Identify the line in which "Can you see the red and white striped" appears, then reproduce that line and all remaining lines of the records word for word.

(Location identification entries)
+ + + + +

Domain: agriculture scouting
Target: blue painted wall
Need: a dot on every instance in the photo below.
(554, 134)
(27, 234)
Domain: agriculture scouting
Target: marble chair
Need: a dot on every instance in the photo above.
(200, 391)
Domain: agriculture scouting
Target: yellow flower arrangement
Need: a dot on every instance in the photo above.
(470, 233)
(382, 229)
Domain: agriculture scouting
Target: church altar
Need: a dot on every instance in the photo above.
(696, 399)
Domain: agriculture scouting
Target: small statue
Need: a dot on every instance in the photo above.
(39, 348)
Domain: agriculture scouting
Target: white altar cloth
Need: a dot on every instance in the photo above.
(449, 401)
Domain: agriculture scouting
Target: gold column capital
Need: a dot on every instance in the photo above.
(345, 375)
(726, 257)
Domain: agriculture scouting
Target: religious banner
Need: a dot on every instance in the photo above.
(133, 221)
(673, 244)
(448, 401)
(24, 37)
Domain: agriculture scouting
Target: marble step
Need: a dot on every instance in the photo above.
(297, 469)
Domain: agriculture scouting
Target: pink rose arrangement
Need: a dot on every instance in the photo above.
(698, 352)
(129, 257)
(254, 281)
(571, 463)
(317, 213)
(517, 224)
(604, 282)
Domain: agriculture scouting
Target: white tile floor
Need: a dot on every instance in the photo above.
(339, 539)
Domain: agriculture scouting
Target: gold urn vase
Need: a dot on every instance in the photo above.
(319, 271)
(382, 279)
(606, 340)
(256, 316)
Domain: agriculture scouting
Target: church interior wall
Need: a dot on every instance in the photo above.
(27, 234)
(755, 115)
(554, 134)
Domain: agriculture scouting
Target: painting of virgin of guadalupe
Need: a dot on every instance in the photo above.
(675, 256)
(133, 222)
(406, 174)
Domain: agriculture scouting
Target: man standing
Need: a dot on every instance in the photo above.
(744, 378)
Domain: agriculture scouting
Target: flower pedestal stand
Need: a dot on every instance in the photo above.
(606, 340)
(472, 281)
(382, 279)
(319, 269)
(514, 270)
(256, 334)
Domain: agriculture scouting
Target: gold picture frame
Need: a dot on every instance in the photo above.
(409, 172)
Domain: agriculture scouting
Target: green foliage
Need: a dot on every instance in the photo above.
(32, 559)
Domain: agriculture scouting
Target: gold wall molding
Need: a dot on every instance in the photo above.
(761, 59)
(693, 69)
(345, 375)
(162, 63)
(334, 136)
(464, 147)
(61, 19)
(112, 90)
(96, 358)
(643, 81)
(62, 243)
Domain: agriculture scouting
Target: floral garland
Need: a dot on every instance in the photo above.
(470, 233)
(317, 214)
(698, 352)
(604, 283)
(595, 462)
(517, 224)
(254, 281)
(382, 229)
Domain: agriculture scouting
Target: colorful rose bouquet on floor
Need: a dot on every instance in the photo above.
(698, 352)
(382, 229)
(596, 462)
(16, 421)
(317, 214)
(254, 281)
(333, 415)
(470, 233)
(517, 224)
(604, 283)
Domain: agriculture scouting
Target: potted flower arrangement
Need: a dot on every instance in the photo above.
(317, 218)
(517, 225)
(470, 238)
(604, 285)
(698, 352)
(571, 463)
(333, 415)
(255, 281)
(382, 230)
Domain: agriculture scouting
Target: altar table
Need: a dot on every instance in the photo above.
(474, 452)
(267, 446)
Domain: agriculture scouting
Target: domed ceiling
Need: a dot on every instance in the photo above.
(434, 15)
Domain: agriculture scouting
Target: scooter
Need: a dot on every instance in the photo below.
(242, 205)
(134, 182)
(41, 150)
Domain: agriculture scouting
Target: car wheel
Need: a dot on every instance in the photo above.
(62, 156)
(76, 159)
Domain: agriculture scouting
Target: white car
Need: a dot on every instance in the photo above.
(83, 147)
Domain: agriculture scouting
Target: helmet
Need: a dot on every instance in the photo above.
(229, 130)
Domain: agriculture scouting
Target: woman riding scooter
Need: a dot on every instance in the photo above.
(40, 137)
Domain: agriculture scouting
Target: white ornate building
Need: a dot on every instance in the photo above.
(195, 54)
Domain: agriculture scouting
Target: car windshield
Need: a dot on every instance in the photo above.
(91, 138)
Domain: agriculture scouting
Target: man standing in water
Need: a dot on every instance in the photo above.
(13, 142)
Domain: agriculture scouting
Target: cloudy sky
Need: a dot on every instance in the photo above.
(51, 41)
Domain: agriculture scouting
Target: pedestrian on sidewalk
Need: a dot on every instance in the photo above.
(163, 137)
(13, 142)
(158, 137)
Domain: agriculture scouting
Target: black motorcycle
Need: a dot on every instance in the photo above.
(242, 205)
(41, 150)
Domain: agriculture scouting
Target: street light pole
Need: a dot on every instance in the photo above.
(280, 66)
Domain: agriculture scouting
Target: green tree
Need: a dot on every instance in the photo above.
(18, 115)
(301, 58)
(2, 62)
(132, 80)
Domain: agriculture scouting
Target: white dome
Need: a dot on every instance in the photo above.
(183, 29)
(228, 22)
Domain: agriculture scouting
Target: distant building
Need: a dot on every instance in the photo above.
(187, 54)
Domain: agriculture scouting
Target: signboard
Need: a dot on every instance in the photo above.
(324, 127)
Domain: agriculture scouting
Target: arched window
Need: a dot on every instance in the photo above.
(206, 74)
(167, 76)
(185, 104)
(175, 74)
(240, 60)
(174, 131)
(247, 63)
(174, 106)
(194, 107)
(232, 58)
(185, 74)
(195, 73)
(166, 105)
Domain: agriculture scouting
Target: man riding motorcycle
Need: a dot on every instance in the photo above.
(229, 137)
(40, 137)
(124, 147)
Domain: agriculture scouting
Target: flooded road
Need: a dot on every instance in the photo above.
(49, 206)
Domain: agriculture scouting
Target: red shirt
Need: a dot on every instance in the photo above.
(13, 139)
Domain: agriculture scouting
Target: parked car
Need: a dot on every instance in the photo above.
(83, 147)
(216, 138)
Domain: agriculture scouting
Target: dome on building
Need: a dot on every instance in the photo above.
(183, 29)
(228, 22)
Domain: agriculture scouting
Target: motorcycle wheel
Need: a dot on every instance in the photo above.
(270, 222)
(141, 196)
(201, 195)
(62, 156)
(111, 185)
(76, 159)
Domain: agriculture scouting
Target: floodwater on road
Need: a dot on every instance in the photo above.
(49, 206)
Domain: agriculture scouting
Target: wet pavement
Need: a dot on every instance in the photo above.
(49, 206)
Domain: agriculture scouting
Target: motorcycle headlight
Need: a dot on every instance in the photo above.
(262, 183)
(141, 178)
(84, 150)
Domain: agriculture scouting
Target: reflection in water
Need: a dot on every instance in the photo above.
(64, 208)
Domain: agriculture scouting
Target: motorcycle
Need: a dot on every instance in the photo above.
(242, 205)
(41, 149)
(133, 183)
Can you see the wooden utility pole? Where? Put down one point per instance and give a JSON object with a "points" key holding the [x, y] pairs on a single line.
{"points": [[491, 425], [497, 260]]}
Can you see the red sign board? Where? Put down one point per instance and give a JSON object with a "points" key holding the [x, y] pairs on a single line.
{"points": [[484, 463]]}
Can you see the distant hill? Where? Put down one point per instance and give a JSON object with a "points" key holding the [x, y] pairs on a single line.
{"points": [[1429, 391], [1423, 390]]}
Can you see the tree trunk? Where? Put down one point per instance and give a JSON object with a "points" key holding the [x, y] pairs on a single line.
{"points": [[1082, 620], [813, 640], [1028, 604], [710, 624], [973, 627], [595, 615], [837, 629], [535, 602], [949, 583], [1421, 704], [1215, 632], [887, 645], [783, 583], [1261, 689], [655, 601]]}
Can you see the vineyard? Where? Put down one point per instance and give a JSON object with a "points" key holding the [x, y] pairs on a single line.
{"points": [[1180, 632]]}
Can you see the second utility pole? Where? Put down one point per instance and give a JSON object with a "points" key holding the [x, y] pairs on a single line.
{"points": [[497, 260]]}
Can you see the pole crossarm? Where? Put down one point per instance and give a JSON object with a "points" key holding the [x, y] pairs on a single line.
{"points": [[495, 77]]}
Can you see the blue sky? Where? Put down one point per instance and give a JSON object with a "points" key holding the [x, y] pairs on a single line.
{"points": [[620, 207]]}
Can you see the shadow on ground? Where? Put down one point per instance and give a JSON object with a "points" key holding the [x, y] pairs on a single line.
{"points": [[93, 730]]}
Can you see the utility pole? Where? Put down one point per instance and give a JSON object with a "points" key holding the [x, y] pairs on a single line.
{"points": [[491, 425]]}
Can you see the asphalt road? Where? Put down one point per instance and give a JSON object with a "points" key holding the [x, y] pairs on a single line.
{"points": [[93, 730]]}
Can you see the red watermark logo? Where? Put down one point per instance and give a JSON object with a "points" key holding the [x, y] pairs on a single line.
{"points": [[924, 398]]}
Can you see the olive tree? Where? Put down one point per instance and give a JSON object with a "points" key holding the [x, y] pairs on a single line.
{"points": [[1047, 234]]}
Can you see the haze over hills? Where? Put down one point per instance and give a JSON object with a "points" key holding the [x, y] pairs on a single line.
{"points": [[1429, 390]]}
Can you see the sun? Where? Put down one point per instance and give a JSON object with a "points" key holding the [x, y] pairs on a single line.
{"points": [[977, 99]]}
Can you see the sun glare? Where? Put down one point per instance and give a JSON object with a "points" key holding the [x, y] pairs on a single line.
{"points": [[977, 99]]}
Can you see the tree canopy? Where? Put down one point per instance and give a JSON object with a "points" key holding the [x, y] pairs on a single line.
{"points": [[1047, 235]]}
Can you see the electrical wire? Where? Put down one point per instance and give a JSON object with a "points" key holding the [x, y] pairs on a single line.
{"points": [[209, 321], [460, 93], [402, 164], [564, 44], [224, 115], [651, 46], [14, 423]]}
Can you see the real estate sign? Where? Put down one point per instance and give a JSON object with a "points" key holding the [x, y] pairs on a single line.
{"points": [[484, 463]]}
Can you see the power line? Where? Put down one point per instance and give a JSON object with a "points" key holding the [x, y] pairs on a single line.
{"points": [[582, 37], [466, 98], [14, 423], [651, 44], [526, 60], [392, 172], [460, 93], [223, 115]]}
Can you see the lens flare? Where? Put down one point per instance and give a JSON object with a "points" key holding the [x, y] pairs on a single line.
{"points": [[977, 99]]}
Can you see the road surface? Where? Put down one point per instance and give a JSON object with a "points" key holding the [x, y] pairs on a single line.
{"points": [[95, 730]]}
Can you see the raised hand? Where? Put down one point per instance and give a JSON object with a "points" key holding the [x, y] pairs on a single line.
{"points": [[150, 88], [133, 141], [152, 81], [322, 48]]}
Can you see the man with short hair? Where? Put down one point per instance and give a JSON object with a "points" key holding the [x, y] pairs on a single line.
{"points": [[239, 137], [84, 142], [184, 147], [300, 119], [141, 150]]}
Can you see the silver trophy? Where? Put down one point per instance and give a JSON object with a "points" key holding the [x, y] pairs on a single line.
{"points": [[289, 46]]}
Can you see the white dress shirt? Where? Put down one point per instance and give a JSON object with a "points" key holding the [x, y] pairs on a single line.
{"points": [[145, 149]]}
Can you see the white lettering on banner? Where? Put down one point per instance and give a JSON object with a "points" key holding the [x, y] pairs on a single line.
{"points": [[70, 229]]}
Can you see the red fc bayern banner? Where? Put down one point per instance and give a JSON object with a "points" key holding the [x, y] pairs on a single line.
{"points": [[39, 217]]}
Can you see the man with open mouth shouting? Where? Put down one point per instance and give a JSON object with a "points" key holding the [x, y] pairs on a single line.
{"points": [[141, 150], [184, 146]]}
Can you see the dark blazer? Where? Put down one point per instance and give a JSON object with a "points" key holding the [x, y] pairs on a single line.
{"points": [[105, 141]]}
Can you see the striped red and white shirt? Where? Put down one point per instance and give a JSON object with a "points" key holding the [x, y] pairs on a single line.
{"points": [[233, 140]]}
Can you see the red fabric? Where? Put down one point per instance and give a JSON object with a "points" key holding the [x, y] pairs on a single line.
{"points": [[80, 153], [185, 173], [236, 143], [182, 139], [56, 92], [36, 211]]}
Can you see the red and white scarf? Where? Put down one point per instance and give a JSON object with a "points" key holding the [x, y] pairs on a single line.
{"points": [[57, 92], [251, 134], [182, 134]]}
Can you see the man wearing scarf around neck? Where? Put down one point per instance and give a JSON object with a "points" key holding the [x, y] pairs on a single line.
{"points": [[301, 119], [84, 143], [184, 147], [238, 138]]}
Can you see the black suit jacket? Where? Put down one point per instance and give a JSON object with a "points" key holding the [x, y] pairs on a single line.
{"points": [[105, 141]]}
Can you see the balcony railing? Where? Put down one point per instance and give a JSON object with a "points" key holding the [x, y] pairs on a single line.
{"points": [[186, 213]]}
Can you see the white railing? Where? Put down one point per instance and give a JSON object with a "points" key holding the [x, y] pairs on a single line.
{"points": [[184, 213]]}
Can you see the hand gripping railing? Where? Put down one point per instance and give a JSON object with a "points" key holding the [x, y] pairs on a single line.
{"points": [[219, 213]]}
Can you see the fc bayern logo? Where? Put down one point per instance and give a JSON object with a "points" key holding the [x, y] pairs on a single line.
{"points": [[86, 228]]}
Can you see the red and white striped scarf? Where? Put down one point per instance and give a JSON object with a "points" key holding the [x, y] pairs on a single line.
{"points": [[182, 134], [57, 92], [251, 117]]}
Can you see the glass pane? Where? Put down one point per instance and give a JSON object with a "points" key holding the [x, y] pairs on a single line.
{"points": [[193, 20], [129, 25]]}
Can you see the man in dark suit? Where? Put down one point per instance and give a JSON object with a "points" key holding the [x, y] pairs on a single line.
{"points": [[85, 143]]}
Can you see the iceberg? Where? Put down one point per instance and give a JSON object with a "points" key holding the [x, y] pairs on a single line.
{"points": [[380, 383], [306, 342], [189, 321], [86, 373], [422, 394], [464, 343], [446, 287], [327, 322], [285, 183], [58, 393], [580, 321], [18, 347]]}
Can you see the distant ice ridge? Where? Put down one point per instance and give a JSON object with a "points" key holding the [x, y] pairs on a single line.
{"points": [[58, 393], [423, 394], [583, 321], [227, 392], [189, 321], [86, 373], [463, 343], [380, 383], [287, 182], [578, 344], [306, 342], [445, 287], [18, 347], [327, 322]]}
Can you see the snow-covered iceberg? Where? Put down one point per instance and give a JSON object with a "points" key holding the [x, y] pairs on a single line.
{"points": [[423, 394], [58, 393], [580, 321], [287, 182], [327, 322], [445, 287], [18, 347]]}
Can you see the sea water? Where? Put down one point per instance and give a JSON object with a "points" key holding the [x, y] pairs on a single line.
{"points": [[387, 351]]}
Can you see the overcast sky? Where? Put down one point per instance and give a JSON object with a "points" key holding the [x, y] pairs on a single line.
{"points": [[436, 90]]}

+ + + + +

Answer in full
Can you see the red and white striped scarf? Where? Put down one point per instance and give a JSON object with a "points" key holding the [x, y] pairs on a single line.
{"points": [[182, 134], [57, 92], [251, 117]]}
Can you see the glass pane? Where? Put down one point per instance and give a JSON object with a "points" key holding the [x, y] pairs on a single line.
{"points": [[193, 20], [129, 25]]}
Can you see the man in dark suit? Where? Put down one point per instance and give a JSON object with a "points" key holding the [x, y] pairs on a single line.
{"points": [[85, 143]]}
Can you see the iceberg? Where? Put down one point per instance and give a JSON object with a "points" key holding the [x, y] pairs on a single line.
{"points": [[380, 383], [306, 342], [189, 321], [86, 373], [422, 394], [464, 343], [446, 287], [327, 322], [285, 183], [58, 393], [580, 321], [18, 347]]}
Can you see the distant ice ridge? Where? Put down one point per instance and give a JSON object with a "points" key holding the [x, y] pairs on a single line.
{"points": [[58, 393], [423, 394], [583, 321], [227, 392], [189, 321], [86, 373], [463, 343], [380, 383], [287, 182], [578, 344], [306, 342], [445, 287], [18, 347], [327, 322]]}
Can you see the snow-covered iceberg? Where? Put down one point per instance and give a JSON object with a "points" key holding the [x, y] pairs on a single line.
{"points": [[423, 394], [58, 393], [580, 321], [287, 182], [327, 322], [445, 287], [18, 347]]}
Can you see the sea water? Where? Put down one point per instance and give a JSON object with a "points" key holding the [x, y] pairs on a single line.
{"points": [[387, 351]]}
Can you see the overcast sky? Where? Put down one point per instance and give a JSON object with a "points" key holding the [x, y] pairs on a single line.
{"points": [[436, 90]]}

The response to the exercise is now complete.